◆ **Work required**: Please reproduce word for word everything from the line containing "Q. Point to the blue plastic" down to the line containing "pixel 632 22", including both of those lines.

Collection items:
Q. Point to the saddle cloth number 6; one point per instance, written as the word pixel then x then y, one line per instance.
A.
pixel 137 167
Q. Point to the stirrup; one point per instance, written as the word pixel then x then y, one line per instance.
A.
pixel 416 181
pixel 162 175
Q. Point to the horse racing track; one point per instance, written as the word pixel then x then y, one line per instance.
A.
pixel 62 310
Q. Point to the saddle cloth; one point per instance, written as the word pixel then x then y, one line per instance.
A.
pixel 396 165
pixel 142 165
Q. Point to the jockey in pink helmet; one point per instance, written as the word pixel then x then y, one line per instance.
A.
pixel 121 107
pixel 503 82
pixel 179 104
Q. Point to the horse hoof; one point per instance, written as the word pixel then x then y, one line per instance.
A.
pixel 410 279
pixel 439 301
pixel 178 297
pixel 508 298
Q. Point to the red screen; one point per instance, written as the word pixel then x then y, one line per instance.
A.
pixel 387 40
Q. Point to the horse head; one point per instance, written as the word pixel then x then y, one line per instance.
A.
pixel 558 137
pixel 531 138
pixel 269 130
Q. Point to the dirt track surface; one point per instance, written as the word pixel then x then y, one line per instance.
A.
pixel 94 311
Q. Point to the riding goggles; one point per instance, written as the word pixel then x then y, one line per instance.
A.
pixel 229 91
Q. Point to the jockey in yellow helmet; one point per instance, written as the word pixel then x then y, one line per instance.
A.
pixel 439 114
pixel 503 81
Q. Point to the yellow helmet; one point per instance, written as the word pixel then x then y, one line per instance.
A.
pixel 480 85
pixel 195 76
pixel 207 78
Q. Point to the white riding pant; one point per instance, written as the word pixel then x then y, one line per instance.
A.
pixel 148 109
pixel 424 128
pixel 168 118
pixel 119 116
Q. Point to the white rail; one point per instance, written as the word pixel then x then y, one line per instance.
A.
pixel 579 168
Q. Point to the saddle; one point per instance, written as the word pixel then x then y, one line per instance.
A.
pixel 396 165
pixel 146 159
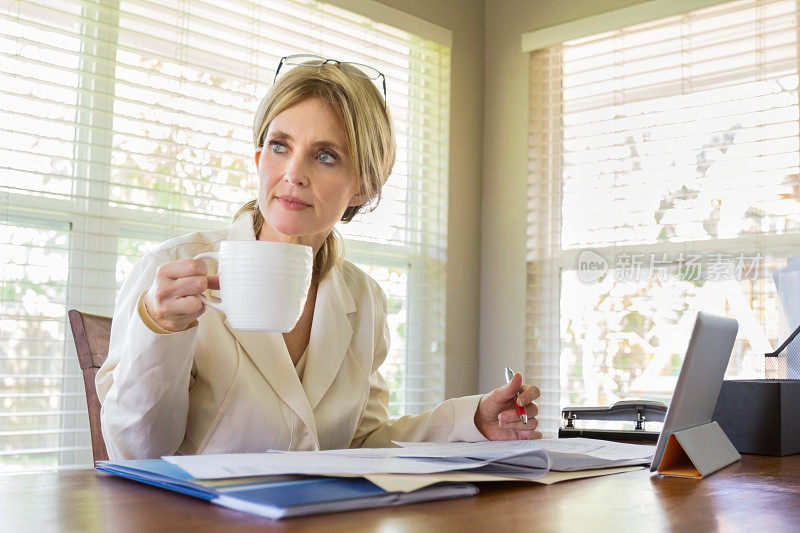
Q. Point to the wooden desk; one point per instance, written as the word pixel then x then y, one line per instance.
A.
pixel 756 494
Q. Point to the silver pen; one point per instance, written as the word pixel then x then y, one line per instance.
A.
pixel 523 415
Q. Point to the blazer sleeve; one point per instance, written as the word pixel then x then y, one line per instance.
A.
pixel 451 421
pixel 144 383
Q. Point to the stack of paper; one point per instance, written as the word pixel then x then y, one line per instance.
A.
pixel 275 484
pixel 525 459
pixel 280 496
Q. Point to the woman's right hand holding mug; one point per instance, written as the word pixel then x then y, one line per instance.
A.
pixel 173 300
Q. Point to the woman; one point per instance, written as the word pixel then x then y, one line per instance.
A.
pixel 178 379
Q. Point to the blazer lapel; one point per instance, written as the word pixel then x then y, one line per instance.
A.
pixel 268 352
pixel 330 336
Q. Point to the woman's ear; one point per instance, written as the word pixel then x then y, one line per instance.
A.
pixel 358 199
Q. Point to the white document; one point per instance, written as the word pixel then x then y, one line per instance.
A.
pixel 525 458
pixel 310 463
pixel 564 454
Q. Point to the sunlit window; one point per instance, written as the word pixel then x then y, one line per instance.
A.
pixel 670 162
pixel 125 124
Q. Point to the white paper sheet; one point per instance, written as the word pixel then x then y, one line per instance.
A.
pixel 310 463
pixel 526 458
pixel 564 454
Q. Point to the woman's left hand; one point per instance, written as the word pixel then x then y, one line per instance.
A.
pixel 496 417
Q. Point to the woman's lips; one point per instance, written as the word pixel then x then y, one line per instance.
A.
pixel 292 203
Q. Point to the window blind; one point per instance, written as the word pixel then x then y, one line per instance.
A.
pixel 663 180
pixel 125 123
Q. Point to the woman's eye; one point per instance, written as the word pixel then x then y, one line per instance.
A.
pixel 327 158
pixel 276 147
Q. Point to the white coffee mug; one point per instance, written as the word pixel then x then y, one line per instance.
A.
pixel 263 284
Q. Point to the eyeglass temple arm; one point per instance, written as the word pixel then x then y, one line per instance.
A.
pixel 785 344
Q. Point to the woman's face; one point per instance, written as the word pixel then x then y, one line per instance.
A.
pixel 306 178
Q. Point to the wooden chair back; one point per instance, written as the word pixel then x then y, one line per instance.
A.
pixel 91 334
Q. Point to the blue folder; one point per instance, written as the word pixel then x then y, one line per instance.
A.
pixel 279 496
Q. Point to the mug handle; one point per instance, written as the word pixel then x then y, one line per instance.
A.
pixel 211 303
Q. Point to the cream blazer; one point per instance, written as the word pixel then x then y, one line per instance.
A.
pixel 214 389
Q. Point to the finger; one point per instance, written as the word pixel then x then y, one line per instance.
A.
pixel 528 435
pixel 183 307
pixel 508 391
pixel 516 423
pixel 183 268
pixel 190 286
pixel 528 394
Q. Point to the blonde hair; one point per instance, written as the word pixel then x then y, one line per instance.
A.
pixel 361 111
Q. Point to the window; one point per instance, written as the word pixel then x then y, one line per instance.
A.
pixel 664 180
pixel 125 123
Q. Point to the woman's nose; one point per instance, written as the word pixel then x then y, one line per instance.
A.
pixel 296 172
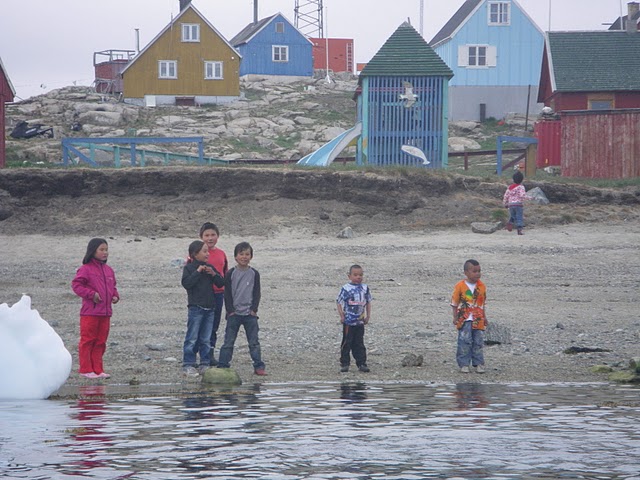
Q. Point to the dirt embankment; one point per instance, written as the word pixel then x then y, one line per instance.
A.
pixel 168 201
---
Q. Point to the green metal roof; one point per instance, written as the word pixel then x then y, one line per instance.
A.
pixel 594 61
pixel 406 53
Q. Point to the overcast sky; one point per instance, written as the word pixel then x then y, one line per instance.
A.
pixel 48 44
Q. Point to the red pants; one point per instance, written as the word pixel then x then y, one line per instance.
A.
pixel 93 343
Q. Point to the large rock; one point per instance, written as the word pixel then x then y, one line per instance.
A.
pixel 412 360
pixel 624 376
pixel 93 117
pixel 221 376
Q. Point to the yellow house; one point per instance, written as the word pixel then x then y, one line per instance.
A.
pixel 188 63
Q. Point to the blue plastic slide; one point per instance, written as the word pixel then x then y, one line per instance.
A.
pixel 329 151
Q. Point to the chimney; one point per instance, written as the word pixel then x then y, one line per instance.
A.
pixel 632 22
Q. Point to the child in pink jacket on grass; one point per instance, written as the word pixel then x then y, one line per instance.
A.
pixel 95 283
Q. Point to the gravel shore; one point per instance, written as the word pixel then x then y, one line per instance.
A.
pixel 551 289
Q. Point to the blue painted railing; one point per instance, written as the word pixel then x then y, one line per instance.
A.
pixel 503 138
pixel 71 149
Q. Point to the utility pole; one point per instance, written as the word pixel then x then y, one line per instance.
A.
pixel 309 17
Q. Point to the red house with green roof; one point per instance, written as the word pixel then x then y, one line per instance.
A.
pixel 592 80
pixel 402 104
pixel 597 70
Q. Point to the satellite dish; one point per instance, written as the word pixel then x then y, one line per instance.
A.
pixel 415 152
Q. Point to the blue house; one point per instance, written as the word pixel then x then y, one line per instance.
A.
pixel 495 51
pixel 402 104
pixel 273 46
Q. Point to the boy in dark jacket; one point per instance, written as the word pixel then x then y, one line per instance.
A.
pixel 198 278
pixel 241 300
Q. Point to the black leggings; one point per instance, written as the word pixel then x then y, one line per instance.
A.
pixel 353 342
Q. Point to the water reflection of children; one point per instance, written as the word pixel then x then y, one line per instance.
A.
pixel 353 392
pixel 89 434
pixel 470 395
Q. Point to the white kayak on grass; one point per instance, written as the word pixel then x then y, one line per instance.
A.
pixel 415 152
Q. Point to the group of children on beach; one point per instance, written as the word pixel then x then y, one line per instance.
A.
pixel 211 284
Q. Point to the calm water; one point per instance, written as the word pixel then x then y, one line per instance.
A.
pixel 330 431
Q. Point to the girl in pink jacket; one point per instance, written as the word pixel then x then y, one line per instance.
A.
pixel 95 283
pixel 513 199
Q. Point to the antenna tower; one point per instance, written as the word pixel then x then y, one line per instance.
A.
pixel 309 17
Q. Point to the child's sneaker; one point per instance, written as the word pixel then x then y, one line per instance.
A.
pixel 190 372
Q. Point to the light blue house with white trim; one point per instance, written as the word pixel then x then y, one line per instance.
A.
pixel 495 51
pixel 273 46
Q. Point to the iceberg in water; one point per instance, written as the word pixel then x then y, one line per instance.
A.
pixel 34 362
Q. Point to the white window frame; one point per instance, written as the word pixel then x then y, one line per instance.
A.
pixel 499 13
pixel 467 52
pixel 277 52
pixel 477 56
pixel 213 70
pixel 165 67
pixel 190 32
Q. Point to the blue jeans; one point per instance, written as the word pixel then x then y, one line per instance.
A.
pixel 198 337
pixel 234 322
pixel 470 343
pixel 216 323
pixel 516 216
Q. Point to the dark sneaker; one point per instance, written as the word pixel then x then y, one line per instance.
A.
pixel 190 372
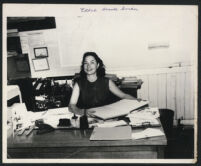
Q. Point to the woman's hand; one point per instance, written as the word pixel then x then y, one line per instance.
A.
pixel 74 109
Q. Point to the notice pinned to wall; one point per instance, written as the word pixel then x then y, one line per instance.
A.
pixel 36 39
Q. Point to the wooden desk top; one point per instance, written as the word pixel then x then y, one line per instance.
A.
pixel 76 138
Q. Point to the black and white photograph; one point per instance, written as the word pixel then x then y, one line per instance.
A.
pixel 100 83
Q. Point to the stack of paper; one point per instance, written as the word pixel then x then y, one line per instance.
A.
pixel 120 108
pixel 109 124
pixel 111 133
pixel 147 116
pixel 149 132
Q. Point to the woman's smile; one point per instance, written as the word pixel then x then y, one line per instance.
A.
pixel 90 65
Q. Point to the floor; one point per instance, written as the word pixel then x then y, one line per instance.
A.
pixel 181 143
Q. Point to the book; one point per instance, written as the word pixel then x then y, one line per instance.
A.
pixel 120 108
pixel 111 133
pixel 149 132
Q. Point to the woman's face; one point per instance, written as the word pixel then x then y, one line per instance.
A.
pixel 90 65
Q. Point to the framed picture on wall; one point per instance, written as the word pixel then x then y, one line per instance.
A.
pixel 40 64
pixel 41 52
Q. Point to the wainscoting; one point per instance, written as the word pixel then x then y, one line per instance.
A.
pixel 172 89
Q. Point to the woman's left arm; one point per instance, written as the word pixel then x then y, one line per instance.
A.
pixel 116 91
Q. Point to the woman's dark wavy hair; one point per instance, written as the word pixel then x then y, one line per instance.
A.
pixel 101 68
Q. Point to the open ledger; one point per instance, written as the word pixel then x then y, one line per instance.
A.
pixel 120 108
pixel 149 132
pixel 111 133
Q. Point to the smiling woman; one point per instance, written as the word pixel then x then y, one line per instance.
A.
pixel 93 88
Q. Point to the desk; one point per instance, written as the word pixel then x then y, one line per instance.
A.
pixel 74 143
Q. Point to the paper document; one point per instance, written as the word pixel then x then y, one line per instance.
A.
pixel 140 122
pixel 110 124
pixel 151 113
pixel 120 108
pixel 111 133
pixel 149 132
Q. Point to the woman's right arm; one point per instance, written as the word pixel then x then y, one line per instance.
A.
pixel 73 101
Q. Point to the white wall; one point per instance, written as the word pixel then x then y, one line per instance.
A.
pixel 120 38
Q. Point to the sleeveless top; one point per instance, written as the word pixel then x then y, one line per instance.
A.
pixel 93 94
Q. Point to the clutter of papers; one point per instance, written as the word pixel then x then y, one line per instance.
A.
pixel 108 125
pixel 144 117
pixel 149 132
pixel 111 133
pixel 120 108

◆ **Written solution**:
Q. Point to the blue plastic slide; one point per instance, written as the word pixel then x then y, one line per instance.
A.
pixel 329 151
Q. Point to the chimney; one point per instance, written as the word pixel then x then y, one line per instance.
A.
pixel 632 22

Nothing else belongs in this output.